» **Entries drawn from a collection**
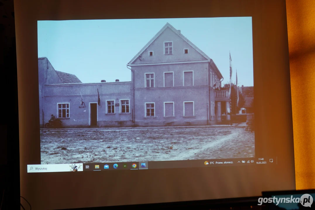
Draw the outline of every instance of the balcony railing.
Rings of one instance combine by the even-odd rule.
[[[229,100],[228,90],[215,90],[215,100]]]

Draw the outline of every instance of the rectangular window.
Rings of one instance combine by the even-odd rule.
[[[146,73],[145,76],[146,87],[154,88],[154,73]]]
[[[155,116],[155,103],[146,103],[146,117],[153,117]]]
[[[193,71],[184,71],[183,81],[184,86],[193,86],[194,85]]]
[[[164,72],[164,87],[174,86],[174,73],[173,72]]]
[[[164,102],[164,116],[174,117],[174,102]]]
[[[121,113],[129,113],[129,100],[120,100]]]
[[[107,105],[107,114],[115,114],[115,101],[113,100],[106,100],[106,103]]]
[[[195,107],[193,101],[184,102],[184,116],[192,117],[195,116]]]
[[[164,42],[164,54],[165,55],[172,55],[173,54],[173,42]]]
[[[70,103],[58,103],[58,118],[69,118],[70,117]]]

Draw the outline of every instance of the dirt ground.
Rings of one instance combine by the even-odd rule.
[[[241,127],[41,130],[42,164],[252,157]]]

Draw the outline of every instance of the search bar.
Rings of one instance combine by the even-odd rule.
[[[83,164],[28,165],[27,173],[83,171]]]

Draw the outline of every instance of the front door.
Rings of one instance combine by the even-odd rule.
[[[91,103],[90,104],[90,106],[91,109],[90,110],[91,126],[96,126],[97,124],[97,104]]]

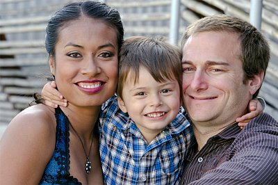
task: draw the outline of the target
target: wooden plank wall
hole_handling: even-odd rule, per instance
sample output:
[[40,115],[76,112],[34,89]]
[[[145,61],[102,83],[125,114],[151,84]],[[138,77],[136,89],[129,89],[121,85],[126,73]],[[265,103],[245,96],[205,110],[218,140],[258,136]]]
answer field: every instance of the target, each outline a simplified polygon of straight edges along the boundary
[[[69,0],[0,1],[0,124],[7,124],[40,92],[49,71],[44,49],[44,29],[50,15]],[[167,37],[171,0],[107,0],[121,13],[125,37]],[[184,28],[202,17],[226,13],[248,20],[248,0],[181,0],[179,37]],[[262,31],[270,39],[272,60],[261,95],[265,111],[278,120],[278,4],[264,0]]]

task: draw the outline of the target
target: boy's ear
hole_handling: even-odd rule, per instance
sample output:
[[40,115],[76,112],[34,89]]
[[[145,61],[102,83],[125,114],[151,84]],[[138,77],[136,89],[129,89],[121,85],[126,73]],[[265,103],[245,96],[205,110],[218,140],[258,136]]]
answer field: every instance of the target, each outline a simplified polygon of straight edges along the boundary
[[126,113],[127,109],[126,109],[126,105],[124,104],[124,102],[122,100],[122,99],[120,98],[120,97],[117,97],[117,104],[119,104],[119,107],[120,107],[120,108],[121,108],[122,111]]
[[253,79],[250,81],[250,94],[254,95],[258,89],[260,88],[264,77],[264,72],[260,72],[260,74],[255,75]]
[[49,63],[50,67],[50,72],[53,75],[55,75],[55,64],[54,64],[54,58],[53,57],[53,56],[49,56]]

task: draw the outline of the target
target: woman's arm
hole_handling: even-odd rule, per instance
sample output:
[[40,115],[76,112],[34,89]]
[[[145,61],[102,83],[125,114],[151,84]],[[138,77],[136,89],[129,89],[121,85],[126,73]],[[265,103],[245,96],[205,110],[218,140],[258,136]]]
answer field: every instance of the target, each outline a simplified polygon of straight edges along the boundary
[[0,140],[0,184],[40,182],[55,147],[54,114],[49,108],[36,105],[10,122]]

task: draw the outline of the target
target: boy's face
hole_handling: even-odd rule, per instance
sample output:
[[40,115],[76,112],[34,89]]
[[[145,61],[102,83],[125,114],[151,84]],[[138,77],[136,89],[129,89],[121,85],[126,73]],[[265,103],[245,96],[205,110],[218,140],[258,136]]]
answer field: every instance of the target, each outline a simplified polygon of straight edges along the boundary
[[124,85],[123,99],[118,97],[119,106],[129,113],[145,138],[154,138],[178,113],[179,83],[170,80],[157,82],[143,67],[140,67],[136,83],[130,74],[129,79]]

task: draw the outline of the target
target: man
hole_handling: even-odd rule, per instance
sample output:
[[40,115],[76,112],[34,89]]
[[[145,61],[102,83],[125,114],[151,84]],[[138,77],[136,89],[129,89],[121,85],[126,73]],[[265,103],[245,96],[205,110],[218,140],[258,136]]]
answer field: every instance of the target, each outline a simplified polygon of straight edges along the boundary
[[256,97],[270,58],[263,36],[228,15],[201,19],[181,41],[183,92],[195,136],[184,184],[278,184],[278,123],[267,113],[236,122]]

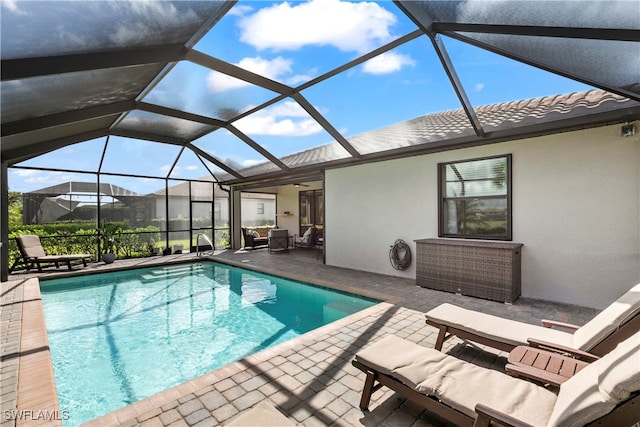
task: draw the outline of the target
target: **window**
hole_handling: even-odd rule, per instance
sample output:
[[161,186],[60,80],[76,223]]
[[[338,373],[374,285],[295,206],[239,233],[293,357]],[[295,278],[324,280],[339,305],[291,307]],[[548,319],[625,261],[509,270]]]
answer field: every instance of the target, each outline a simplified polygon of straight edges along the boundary
[[440,237],[511,240],[511,155],[438,164]]

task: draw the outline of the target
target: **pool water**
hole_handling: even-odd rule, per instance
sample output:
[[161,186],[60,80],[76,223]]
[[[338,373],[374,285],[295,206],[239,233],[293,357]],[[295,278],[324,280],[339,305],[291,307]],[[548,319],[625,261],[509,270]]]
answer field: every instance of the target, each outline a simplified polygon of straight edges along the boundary
[[377,303],[214,262],[42,280],[41,293],[65,426]]

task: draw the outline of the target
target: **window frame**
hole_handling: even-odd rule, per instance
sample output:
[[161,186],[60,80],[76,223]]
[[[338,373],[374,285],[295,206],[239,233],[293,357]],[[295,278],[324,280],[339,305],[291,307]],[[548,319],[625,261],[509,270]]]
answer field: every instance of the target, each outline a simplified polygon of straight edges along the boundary
[[[506,160],[506,195],[505,196],[468,196],[468,197],[447,197],[446,196],[446,173],[447,166],[451,164],[470,163],[491,159],[505,159]],[[512,241],[513,240],[513,176],[512,176],[512,154],[500,154],[496,156],[476,157],[471,159],[455,160],[449,162],[438,163],[438,237],[452,238],[452,239],[481,239],[481,240],[501,240]],[[447,201],[455,200],[474,200],[474,199],[486,199],[497,200],[505,199],[507,203],[506,212],[506,231],[505,234],[460,234],[460,233],[448,233],[446,232],[445,220],[447,216],[444,213],[444,209],[447,207]]]

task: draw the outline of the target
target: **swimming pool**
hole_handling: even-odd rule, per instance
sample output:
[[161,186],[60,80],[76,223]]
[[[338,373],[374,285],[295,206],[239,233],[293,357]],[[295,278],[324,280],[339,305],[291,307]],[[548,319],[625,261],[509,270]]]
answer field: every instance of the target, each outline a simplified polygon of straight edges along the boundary
[[378,302],[215,262],[42,280],[40,287],[65,426]]

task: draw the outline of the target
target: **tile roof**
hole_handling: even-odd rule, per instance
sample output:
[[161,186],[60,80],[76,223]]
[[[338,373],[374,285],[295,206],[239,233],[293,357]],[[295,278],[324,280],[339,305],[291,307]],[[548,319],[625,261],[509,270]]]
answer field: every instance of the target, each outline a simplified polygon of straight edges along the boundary
[[[590,90],[486,105],[475,108],[475,113],[485,134],[491,136],[500,131],[526,129],[630,107],[640,107],[640,103],[611,92]],[[426,152],[435,143],[440,143],[439,146],[449,144],[453,148],[456,142],[481,142],[482,138],[476,136],[464,110],[459,109],[416,117],[347,140],[358,152],[367,155],[404,147],[424,147]],[[288,155],[281,160],[287,166],[296,168],[348,157],[340,144],[332,142]],[[273,165],[267,162],[239,172],[253,176],[272,171]]]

» **EXERCISE**
Extract every line of the material above word for word, omitting the pictures.

» **FINAL RESULT**
Draw the outline of every instance of the balcony railing.
Rings of one instance combine by the even-odd rule.
[[[229,100],[228,90],[215,90],[215,100]]]

Draw the outline of every instance of the rectangular window.
Rings of one instance combine by the even-odd rule.
[[[146,73],[145,76],[146,87],[154,88],[154,73]]]
[[[155,116],[155,103],[146,103],[146,117],[153,117]]]
[[[193,71],[184,71],[183,81],[184,86],[193,86],[194,85]]]
[[[164,72],[164,87],[174,86],[174,73],[173,72]]]
[[[164,102],[164,116],[174,117],[174,102]]]
[[[121,113],[129,113],[129,100],[120,100]]]
[[[107,105],[107,114],[115,114],[115,101],[113,100],[106,100],[106,103]]]
[[[195,107],[193,101],[184,102],[184,116],[192,117],[195,116]]]
[[[164,42],[164,54],[165,55],[172,55],[173,54],[173,42]]]
[[[70,103],[58,103],[58,118],[69,118],[70,117]]]

Draw the outline of every instance of the dirt ground.
Rings of one instance combine by the even-odd rule.
[[[241,127],[41,130],[42,164],[252,157]]]

Draw the outline of every instance of the search bar.
Rings of one instance combine by the even-odd rule.
[[[83,164],[28,165],[27,173],[83,171]]]

Draw the outline of every instance of the front door.
Rings of one instance combine by the even-odd rule.
[[[91,103],[90,104],[90,106],[91,109],[90,110],[91,126],[96,126],[97,124],[97,104]]]

task: draw the outline of the target
target: wooden plank wall
hole_handling: even-odd rule, per instance
sample output:
[[40,115],[76,112],[34,89]]
[[[145,61],[102,83],[125,114],[151,84]],[[138,77],[136,89],[129,89],[121,85],[126,73]],[[265,103],[245,96],[205,110],[218,140],[258,136]]]
answer field: every instance of the target, each outline a simplified polygon of straight edges along the boundary
[[[69,0],[0,1],[0,124],[7,124],[40,92],[49,71],[44,49],[44,29],[50,15]],[[167,37],[171,0],[107,0],[121,13],[125,37]],[[184,28],[202,17],[226,13],[248,20],[248,0],[181,0],[179,37]],[[262,31],[270,39],[272,60],[261,95],[265,111],[278,120],[278,4],[264,0]]]

task: draw the outline of the target
target: boy's ear
hole_handling: even-odd rule, per instance
sample output:
[[40,115],[76,112],[34,89]]
[[[145,61],[102,83],[125,114],[151,84]],[[138,77],[136,89],[129,89],[121,85],[126,73]],[[265,103],[245,96],[205,110],[218,140],[258,136]]]
answer field: every instance of the target, each outline a simplified polygon of straight edges along the boundary
[[126,113],[127,109],[126,109],[126,105],[124,104],[124,102],[122,100],[122,99],[120,98],[120,97],[117,97],[117,104],[119,104],[119,107],[120,107],[120,108],[121,108],[122,111]]
[[253,79],[250,81],[250,94],[254,95],[258,89],[260,88],[264,77],[264,72],[260,72],[260,74],[255,75]]
[[49,63],[50,67],[50,72],[53,75],[55,75],[55,64],[54,64],[54,58],[53,57],[53,56],[49,56]]

task: draw the outline of the target
target: woman's arm
hole_handling: even-odd rule, per instance
sample output:
[[40,115],[76,112],[34,89]]
[[[145,61],[102,83],[125,114],[151,84]],[[138,77],[136,89],[129,89],[121,85],[126,73]],[[265,103],[245,96],[205,110],[218,140],[258,136]]]
answer field: every instance of the target, each outline a simplified polygon of straight edges along the boundary
[[0,140],[0,184],[40,182],[55,147],[54,114],[49,108],[36,105],[10,122]]

task: draw the outline of the target
target: boy's face
hole_handling: even-odd rule, per instance
sample output:
[[40,115],[76,112],[34,89]]
[[[145,61],[102,83],[125,114],[151,84]],[[138,77],[136,89],[129,89],[121,85],[126,73]],[[265,103],[245,96],[205,110],[218,140],[258,136]]]
answer field: every instance of the target, each outline a simplified polygon of straight edges along the boundary
[[124,85],[123,99],[118,97],[119,106],[129,113],[145,138],[154,138],[178,113],[179,83],[170,80],[157,82],[143,67],[140,67],[136,83],[130,74],[129,79]]

task: draw the outline of the target
target: man
hole_handling: even-odd rule, per instance
sample output:
[[40,115],[76,112],[34,89]]
[[[145,61],[102,83],[125,114],[151,84]],[[138,77],[136,89],[129,89],[121,85],[126,73]],[[265,103],[245,96],[205,110],[218,140],[258,136]]]
answer field: every instance of the target, each outline a simplified polygon of straight edges along the boundary
[[256,97],[270,58],[263,36],[228,15],[201,19],[181,41],[183,92],[195,136],[184,184],[278,184],[278,123],[267,113],[236,122]]

task: draw the outline of the target
target: **window**
hole_handling: even-odd rule, per instance
sample output:
[[161,186],[60,80],[76,223]]
[[[338,373],[374,285],[295,206],[239,233],[293,357]],[[295,278],[324,280],[339,305],[291,307]],[[548,319],[625,261],[509,270]]]
answer field: every instance of the target, each outline a simplified polygon of straight edges along the boundary
[[440,237],[511,240],[511,155],[438,164]]

task: draw the outline of the target
target: **pool water**
hole_handling: even-odd rule, per instance
sample output:
[[161,186],[60,80],[76,223]]
[[[338,373],[374,285],[295,206],[239,233],[293,357]],[[295,278],[324,280],[339,305],[291,307]],[[548,319],[625,261],[509,270]]]
answer field: every instance of the target, each outline a simplified polygon of straight edges along the boundary
[[377,303],[214,262],[42,280],[41,293],[65,426]]

task: draw the outline of the target
target: **window frame**
hole_handling: even-odd rule, per instance
sample output:
[[161,186],[60,80],[76,223]]
[[[338,373],[374,285],[295,206],[239,233],[293,357]],[[295,278],[324,280],[339,305],[291,307]],[[548,319],[625,261],[509,270]]]
answer field: every instance of the target, each outline a simplified polygon of straight edges along the boundary
[[[506,160],[506,195],[505,196],[468,196],[468,197],[447,197],[446,196],[446,173],[447,166],[451,164],[470,163],[491,159],[505,159]],[[512,241],[513,240],[513,176],[512,176],[512,154],[500,154],[496,156],[476,157],[471,159],[455,160],[449,162],[438,163],[438,237],[452,238],[452,239],[481,239],[481,240],[501,240]],[[447,201],[455,200],[474,200],[474,199],[486,199],[497,200],[505,199],[507,203],[506,212],[506,231],[505,234],[460,234],[460,233],[448,233],[446,232],[445,220],[447,216],[444,213],[444,209],[447,207]]]

task: draw the outline of the target
target: **swimming pool**
hole_handling: even-odd rule, per instance
sample output:
[[161,186],[60,80],[76,223]]
[[[338,373],[374,285],[295,206],[239,233],[293,357]],[[295,278],[324,280],[339,305],[291,307]],[[548,319],[625,261],[509,270]]]
answer field: every instance of the target, each outline a simplified polygon of straight edges along the boundary
[[378,302],[215,262],[42,280],[40,287],[65,426]]

task: draw the outline of the target
target: **tile roof**
hole_handling: even-odd rule, per instance
sample output:
[[161,186],[60,80],[76,223]]
[[[338,373],[374,285],[295,206],[239,233],[293,357]],[[295,278],[324,280],[339,305],[291,307]],[[548,319],[625,261],[509,270]]]
answer field: every instance of the target, each outline a simplified polygon of straight edges along the boundary
[[[590,90],[486,105],[475,108],[475,113],[485,134],[491,136],[500,131],[526,129],[630,107],[640,107],[640,103],[611,92]],[[426,152],[435,143],[440,143],[439,146],[449,144],[453,148],[456,142],[481,142],[482,138],[476,136],[464,110],[459,109],[416,117],[347,140],[358,152],[367,155],[404,147],[424,147]],[[288,155],[281,160],[287,166],[296,168],[348,157],[340,144],[332,142]],[[273,165],[267,162],[239,172],[253,176],[272,171]]]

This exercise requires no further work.